> PROBLEM DETAILS
Repeat exactly, and only, the lines from the one containing "Each instance of the metal umbrella" through the end of the records.

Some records
┄┄┄┄┄┄

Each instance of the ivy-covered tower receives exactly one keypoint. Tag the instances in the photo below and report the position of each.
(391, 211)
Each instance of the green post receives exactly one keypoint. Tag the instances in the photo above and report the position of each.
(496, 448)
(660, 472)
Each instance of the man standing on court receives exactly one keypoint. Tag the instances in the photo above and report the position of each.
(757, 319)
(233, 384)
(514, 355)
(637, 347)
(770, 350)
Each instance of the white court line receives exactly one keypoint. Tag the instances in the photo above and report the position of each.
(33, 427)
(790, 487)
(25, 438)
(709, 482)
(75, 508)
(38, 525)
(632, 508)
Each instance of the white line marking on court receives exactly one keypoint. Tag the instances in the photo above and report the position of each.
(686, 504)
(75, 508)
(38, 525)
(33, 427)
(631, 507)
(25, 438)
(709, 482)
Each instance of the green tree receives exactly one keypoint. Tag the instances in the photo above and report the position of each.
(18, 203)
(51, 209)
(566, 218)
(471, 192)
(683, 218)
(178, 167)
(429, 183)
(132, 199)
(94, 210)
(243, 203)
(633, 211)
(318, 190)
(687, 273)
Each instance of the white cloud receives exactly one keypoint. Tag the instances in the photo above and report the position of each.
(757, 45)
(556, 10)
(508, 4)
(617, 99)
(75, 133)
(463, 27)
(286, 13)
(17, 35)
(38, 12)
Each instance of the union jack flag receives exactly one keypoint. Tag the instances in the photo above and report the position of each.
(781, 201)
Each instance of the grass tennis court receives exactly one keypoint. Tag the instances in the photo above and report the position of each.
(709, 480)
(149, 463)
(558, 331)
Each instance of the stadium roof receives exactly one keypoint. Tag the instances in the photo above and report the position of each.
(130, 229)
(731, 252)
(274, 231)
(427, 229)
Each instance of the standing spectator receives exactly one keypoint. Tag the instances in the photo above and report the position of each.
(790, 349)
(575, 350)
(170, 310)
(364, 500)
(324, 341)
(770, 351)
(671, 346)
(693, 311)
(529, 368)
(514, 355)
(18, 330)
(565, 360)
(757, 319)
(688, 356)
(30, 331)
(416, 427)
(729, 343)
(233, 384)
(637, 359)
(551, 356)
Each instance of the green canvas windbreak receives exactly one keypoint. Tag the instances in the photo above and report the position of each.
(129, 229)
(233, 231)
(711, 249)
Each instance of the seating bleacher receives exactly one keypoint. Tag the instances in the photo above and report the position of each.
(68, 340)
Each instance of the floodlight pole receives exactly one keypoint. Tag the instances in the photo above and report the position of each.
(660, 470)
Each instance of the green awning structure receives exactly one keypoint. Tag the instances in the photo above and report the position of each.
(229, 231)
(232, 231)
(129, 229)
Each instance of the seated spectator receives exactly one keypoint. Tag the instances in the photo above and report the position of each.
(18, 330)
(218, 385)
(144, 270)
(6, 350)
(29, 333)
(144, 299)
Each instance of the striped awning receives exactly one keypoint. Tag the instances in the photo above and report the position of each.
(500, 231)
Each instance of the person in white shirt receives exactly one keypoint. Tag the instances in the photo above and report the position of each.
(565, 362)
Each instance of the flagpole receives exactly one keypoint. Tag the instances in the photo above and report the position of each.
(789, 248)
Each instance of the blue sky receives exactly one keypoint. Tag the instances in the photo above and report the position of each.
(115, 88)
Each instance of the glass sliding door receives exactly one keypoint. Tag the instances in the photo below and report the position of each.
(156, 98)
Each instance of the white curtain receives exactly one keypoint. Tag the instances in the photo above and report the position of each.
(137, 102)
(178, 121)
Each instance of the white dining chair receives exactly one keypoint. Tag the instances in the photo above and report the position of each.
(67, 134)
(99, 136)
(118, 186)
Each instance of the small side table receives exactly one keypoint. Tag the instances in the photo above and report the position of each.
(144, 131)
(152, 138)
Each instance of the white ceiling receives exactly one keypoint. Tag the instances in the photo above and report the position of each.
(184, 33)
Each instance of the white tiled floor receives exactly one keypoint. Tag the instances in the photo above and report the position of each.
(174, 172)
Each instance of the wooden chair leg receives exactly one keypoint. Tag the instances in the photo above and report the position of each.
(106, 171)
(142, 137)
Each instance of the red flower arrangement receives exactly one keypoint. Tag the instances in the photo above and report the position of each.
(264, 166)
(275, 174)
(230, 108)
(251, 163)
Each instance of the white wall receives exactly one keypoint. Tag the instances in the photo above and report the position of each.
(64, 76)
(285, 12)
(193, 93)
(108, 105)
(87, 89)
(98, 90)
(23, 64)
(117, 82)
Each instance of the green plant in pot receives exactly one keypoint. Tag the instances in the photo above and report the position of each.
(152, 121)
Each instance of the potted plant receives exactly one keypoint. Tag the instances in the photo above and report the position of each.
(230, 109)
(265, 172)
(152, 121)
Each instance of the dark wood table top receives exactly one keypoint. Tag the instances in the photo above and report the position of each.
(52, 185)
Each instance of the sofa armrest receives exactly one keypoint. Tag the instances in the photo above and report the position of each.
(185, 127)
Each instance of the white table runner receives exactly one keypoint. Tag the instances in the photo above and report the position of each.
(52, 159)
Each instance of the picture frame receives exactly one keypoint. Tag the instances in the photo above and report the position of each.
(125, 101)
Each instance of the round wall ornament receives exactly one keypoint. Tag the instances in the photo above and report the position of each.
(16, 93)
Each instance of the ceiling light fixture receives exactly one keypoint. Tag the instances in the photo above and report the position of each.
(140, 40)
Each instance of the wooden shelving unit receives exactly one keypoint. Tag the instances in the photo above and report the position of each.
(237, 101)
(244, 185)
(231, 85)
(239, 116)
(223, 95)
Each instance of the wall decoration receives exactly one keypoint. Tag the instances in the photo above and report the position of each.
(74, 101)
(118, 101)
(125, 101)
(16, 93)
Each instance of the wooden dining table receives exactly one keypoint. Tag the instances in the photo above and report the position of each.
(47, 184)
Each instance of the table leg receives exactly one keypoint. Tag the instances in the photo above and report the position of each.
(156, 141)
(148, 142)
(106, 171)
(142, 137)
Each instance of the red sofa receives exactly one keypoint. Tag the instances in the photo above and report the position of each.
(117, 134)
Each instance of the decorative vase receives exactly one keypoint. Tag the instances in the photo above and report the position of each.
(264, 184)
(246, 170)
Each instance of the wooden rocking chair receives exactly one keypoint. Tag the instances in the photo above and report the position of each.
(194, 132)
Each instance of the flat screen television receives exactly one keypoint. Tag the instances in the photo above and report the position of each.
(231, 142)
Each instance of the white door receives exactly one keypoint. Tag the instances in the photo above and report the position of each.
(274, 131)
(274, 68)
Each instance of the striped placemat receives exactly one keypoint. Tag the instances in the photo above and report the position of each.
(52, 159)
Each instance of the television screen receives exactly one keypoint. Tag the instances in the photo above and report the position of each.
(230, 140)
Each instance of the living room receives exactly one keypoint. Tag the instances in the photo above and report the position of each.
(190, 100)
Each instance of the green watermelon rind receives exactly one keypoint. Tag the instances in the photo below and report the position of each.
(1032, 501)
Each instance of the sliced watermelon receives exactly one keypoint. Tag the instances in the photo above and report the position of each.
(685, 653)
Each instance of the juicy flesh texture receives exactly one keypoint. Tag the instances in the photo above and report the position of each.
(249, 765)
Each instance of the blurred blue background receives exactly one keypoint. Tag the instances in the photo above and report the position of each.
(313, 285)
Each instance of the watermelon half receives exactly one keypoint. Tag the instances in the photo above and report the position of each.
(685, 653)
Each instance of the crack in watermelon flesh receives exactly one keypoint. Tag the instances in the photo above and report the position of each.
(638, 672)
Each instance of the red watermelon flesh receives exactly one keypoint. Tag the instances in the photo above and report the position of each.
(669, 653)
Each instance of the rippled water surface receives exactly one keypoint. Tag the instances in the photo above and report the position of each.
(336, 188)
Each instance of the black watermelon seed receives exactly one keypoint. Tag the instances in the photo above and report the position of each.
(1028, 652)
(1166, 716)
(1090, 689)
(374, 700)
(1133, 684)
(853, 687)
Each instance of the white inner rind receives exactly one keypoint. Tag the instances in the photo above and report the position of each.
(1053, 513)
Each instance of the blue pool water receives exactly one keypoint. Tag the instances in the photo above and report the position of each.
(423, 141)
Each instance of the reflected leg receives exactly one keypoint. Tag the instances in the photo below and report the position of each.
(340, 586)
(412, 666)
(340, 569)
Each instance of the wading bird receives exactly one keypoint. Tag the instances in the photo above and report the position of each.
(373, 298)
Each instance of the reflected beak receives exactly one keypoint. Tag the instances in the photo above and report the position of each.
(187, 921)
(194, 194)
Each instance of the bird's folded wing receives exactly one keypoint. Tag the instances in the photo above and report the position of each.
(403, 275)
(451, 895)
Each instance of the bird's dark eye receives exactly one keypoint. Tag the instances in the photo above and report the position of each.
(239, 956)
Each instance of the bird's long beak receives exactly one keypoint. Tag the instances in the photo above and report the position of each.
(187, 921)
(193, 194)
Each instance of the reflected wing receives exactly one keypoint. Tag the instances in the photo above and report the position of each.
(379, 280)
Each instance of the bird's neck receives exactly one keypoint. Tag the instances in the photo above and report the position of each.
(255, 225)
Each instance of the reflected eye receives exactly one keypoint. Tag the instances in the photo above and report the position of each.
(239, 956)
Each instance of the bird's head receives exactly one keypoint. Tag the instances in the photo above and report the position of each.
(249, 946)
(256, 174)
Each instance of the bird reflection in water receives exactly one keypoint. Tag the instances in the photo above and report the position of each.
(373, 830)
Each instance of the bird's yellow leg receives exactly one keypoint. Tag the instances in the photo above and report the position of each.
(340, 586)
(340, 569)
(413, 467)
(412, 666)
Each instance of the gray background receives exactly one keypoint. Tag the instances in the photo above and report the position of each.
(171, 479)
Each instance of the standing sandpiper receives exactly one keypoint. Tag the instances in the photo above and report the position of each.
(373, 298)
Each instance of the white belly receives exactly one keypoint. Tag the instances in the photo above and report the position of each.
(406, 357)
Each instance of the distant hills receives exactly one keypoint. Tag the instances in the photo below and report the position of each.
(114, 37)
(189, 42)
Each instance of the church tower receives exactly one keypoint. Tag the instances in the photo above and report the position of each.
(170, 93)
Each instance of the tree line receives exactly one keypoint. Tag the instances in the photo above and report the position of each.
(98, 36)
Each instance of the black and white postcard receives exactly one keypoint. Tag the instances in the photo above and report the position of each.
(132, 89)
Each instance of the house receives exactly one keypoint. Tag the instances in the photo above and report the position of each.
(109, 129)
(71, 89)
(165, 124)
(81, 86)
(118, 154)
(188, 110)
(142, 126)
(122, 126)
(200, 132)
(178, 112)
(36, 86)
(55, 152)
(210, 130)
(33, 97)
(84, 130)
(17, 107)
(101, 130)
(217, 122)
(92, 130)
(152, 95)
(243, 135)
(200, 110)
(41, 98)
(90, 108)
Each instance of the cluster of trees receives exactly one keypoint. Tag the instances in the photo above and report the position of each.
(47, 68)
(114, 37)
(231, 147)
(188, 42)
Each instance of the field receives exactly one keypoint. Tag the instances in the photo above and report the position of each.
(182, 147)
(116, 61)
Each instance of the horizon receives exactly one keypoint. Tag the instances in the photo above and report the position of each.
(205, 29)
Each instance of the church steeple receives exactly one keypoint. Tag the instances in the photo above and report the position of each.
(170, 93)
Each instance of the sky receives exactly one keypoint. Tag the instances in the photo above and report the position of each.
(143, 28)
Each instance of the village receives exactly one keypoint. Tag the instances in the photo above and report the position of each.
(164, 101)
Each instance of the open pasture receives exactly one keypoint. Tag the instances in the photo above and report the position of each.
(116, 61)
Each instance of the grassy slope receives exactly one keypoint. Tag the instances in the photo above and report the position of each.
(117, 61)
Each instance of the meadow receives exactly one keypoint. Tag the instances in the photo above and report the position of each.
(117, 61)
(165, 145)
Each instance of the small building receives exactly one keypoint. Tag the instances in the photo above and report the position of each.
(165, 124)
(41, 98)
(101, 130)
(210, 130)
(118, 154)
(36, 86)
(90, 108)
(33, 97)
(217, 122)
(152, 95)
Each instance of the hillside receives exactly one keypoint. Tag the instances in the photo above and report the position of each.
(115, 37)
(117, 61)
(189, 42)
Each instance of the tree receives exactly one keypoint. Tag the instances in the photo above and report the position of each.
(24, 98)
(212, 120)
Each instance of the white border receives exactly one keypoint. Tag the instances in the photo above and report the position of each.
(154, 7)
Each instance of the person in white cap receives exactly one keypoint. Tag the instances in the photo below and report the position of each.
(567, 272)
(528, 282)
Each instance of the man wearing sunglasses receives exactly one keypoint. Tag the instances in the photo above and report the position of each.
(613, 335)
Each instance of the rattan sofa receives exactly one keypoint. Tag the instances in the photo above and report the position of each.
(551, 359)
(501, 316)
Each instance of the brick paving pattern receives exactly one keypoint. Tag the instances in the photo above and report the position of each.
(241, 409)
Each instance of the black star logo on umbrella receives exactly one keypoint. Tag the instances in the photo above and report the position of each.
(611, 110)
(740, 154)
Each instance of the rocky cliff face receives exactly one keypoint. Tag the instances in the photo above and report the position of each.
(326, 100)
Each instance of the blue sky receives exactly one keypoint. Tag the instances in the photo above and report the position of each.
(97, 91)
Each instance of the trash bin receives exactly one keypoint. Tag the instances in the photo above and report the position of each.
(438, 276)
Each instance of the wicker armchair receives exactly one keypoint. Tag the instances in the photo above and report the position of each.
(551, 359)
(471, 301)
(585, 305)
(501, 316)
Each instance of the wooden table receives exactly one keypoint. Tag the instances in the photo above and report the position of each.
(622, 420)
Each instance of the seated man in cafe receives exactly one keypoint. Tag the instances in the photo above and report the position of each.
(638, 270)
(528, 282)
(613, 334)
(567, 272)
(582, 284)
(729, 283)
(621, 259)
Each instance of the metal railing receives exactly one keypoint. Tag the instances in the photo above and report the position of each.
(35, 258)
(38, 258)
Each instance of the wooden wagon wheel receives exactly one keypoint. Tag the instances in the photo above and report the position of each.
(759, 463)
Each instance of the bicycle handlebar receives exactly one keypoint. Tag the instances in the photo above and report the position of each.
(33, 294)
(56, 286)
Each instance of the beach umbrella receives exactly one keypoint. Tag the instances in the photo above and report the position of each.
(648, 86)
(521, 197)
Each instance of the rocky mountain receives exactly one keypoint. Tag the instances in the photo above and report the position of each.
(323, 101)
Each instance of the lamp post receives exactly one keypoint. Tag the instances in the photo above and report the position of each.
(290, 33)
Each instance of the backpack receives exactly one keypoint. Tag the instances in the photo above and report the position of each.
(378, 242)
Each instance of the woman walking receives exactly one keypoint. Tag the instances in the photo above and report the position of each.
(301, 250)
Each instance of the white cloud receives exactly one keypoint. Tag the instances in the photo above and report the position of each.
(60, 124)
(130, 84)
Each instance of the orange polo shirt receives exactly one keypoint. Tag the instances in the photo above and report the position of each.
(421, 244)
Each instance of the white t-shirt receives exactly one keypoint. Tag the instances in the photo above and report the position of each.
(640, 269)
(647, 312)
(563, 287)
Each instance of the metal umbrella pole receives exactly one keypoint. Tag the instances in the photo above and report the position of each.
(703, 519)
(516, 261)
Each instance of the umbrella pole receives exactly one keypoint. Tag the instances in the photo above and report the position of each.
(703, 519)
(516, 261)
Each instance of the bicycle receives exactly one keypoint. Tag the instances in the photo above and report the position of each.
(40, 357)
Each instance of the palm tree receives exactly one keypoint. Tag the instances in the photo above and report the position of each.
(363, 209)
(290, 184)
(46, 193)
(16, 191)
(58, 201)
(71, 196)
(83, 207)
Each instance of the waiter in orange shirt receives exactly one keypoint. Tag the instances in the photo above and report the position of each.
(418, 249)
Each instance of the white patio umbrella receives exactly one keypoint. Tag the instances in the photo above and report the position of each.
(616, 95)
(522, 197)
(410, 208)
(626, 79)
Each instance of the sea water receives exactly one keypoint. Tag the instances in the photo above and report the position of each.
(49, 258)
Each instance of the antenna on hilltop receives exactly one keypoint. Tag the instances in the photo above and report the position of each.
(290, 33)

┄┄┄┄┄┄

> SOLUTION BELOW
Each instance of the metal umbrella pole receives exactly one keypoint. Tag the instances in the photo above and report the position of each.
(703, 519)
(516, 261)
Each instance of the umbrella pole receives exactly one keypoint. Tag the instances in the photo above and report the position of each.
(703, 519)
(516, 261)
Each instance of the bicycle receives exactly one keypoint. Tag the instances in the photo above and report the position of each.
(40, 357)
Each instance of the palm tree receives exactly one keypoint. Tag the instances in the photo above and report the position of each.
(363, 209)
(290, 184)
(46, 193)
(16, 191)
(58, 201)
(71, 196)
(83, 207)
Each instance of the waiter in orange shirt receives exactly one keypoint. Tag the instances in the photo above and report the position of each.
(418, 249)
Each instance of the white patio umbrella receives exactly one keypoint. Tag the instances in the photo above and report the position of each.
(616, 95)
(522, 197)
(410, 208)
(626, 79)
Each instance of the sea water receives exactly one keypoint. Tag the instances in the photo above and report the position of each.
(49, 258)
Each instance of the antenna on hilltop receives exactly one keypoint. Tag the instances in the photo above and report the position of each.
(290, 33)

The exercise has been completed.